Fathers and Daughters

I’ve been thinking a lot about fathers and daughters lately.  I guess that’s partly because my sweet wife lost her father this summer.  He was an amazing man who loved and led his family well.  I’ll never forget the privilege of watching and listening as his children circled his bed for the last time and prayed and thanked God for all their dad had meant to them.  I remember thinking that what I was witnessing had to be every father’s dream come true.  I know it would be for me.  It was a fitting tribute to a life well-lived; a life invested in all the right things and all the right people.  But at the same time I felt really sad for my wife; because I knew his passing would leave a void in her life—an absence.  After all, a father’s presence in a girl’s life is such an important thing; meant to bring stability and security and safety and guidance...and so much more.

• Problems:
A. Condense the paragraph of the fathers-and-daughters piece that begins "I’ve been thinking a lot" into a shorter version that keeps its main facts.
B. Pick up the piece on fathers and daughters after its final sentence and write what comes next.

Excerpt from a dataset
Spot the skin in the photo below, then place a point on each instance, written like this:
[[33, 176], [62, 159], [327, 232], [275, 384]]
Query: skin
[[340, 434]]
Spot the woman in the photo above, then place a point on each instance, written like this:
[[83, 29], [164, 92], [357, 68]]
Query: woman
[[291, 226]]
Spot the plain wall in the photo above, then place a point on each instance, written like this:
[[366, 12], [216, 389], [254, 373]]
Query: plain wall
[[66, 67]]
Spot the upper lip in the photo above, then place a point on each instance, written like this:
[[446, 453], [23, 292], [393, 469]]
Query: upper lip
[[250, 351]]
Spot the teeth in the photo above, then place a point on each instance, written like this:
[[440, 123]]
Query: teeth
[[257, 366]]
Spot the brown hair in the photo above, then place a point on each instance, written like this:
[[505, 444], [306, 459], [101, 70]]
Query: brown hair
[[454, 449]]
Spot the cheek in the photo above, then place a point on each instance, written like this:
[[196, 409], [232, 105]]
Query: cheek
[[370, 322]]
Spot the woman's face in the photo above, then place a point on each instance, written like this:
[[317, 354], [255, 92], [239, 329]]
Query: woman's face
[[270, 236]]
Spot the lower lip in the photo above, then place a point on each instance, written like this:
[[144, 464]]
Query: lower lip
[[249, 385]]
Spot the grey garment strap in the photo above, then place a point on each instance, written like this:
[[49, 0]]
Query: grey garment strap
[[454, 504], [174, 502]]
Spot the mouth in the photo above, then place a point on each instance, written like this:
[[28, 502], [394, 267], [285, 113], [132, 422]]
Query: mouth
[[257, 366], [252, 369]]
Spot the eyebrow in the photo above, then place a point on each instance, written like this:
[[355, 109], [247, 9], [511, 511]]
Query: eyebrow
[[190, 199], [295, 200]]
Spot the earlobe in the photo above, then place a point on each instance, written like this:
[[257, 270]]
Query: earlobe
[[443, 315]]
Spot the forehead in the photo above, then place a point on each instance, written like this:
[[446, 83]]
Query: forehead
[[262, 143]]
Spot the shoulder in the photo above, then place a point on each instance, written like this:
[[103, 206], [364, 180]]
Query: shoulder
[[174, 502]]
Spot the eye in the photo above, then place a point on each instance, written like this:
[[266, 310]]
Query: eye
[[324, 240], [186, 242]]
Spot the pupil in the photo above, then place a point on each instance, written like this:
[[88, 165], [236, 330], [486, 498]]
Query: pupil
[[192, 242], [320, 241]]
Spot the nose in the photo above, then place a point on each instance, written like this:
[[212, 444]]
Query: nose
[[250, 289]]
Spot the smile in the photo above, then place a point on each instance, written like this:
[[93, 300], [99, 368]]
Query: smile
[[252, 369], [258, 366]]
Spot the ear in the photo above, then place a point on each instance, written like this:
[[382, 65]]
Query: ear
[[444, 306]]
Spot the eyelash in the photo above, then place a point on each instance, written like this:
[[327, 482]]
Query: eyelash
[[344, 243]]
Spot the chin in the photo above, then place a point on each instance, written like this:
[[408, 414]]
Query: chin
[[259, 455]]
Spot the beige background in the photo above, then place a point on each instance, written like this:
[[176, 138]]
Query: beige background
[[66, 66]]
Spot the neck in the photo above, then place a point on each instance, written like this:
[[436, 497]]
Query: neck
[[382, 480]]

• Responses per task:
A. I’ve been thinking about fathers and daughters, partly because my wife lost her father this summer. He was an amazing man who loved and led his family well. I watched his children gather around his bed one last time, praying and thanking God for him, and felt it must be every father’s dream come true. It was a fitting tribute to a life invested in the right things and people. Still, I felt sad for my wife, knowing his death would leave a void, since a father’s presence gives a girl stability, security, safety and guidance.

B.
That made me start thinking about other daughters that experience that absence too.  It must be a really tough thing to go through, especially the younger you are.  I’m not sure how old the woman was in Mark 5:25-34; or whether she had a father in her life at that point or not.  But I do know that in her time of greatest need, he didn’t seem to be around.  Imagine if you were her.  Here you have carried on a twelve year battle with this bleeding inside of you, that not only took a huge toll on your body, but also on your heart and soul.  Not only did she have the physical effects to deal with, but she had the social and spiritual effects as well—she was unclean.  She was damaged goods, a reject, a social and spiritual outcast.  Who knows, maybe this was the reason her father was not around.  Whatever the reason, she appears to be alone and desperate as she approaches Jesus in the crowded street.  And to make matters worse, she had just watched a desperate father come to Jesus pleading and begging him to come heal his little girl.  That just had to add to the pain.  I mean here is a loving and noble father coming to Jesus fighting for the life of his twelve-year-old daughter; and here she is alone and desperate.  Where was the father than would travel unlimited miles to fight and plead for her?



Obviously Jesus recognizes this.  Because when he heals her, what does he call her?  Daughter!  Almost as if to say, “I know that there is an absence in your life.  I know that you long for a loving father that will care for you and protect you and provide for you and fight for you.  Well, don’t worry little one, because I am that Father.  You are my beloved daughter.”  Jesus becomes the father she always longed for.  And because of that, the healing goes far deeper than her body and her bleeding, but it goes clear down to her heart and her soul.  Jesus replaces the absence with a Presence…with the Presence…with His presence.  And he will do the same for my sweet wife as well.  Thanks be to God.